Consigne 1
Indiquez si chacune des affirmations suivantes concorde avec l'extrait du document ci-dessous, en répondant par oui ou par non et en citant textuellement les mots qui tranchent : (a) le vendeur d'instruments de musique joue du piano une demi-heure chaque soir ; (b) le professeur de batterie exerce à son compte depuis trois ans ; (c) l'imprimeur se présente en cravate.
Consigne 2
Répondez brièvement aux questions suivantes d'après l'extrait du document ci-dessous.
(a) En l'espace de combien de jours ces rencontres ont-elles eu lieu ?
(b) Quel vêtement le professeur de batterie porte-t-il sous la pluie d'orage ?
(c) Que certains clients de l'imprimeur veulent-ils imprimer sur du papier à cigarettes ?

Extrait du document
:::

De ces rencontres fortuites et sans lendemain qui vous font voir le monde autrement, pendant un temps.

Je dis assez souvent d'horribles choses pessimistes ici pour compenser de temps en temps par un article porteur d'espérance et de gaieté.
Ces derniers jours, au hasard de mes pérégrinations personnelles et professionnelles, j'ai rencontré des gens. Mais attention, pas ces gens qu'on croise sans les voir, tellement ils se sont fondus dans les problèmes de la société au point de devenir de simples objets au service de l'économie, de leur patron ou du pays. Ceux-là, je n'en vois que trop. Ils exercent leur métier sans passion, ils sont désagréables et peu avenants, ils maximisent leur profit personnel ou celui de leur entreprise et encouragent la consommation à outrance de produits et services inutiles et matérialistes.

Non, j'ai vu, coup sur coup en l'espace de deux jours, une panoplie de gens qui vous parlent de leur métier avec passion, qui le font dans les règles de l'art, qui vous prodiguent des conseils complètement déconnectés d'un quelconque intérêt mercantile, comme l'on conseillerait un ami ou un proche. Des gens dont la compétence et le charisme transperce la carapace d'autodéfense du consommateur plus que réservé que je suis devenu au fil des années.

Il y a ce vendeur d'instruments et d'accessoires de musique, barbu à la voix douce et haut-perchée qui nous explique que depuis qu'il a remis des pianos dans son hall d'exposition, il ne peut s'empêcher d'en jouer une demi-heure chaque soir, attiré par les touches blanches et noires comme le papillon par la lumière du réverbère. Sa volonté de nous conseiller sans nous forcer la main tranche avec l'accueil glacial et impersonnel de ces concurrents directs, élitistes et calculateurs, croisés quelques jours plus tôt.

Il y a ce jeune professeur de batterie, à son compte depuis un an et qui croule sous les demandes, en short sous une pluie battante d'orage, il nous explique sa démarche, court nous cherchez des flyers en pleine répétition de ses élèves. Il insiste sur la recherche de plaisir dans l'apprentissage, utilise pour cela des supports électroniques modernes pour personnaliser ses cours et valoriser le travail des apprentis batteurs. Autour, des musiciens de tous les âges et de tous les niveaux montrent leur progrès à l'occasion des répétitions du concert de fin d'année. Et immédiatement vous saisit l'envie de chanter et jouer avec eux.

Il y a cet imprimeur, qui s'excuse de ne pas avoir de cravate parce qu'il est "dans la production". Les ongles noirs d'encre, la charpente solide des gars qui déplacent quotidiennement des tonnes de papier et n'hésitent pas à mouiller la chemise et mettre les mains dans le cambouis pour dépanner une machine récalcitrante. Il s'excuse, encore, de son franc-parler quand il explique que non, on ne lui fera pas faire n'importe quoi dans des délais impossibles, qu'il a une certaine conception du travail bien fait et que ça passe par-dessus les délires de ses clients qui veulent imprimer des affiches quatre par trois sur du papier à cigarettes en millions d'exemplaires pour avant-hier. Au contraire des commerciaux des grosses imprimeries qui vous promettent tout et même plus, il avoue ses limites, il les joue carte sur table et j'apprécie ça.

:::

Jeu de données

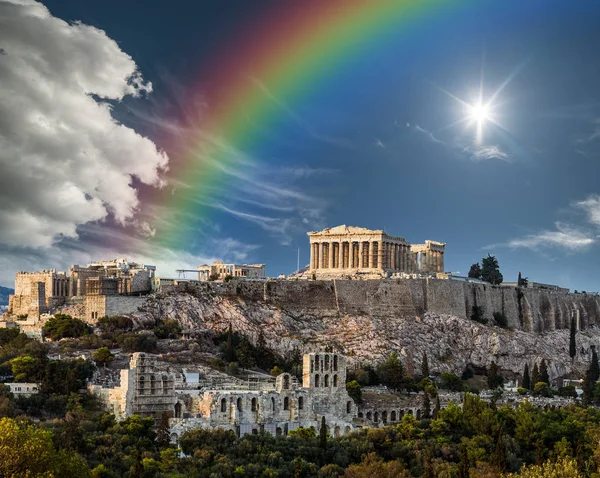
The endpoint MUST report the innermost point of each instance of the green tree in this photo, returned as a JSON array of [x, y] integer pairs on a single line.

:::

Réponse finale 1
(a) Oui : « il ne peut s'empêcher d'en jouer une demi-heure chaque soir ».
(b) Non : « à son compte depuis un an ».
(c) Non : « qui s'excuse de ne pas avoir de cravate parce qu'il est "dans la production" ».

Réponse finale 2
(a) Deux jours.
(b) Un short.
(c) Des affiches quatre par trois, en millions d'exemplaires.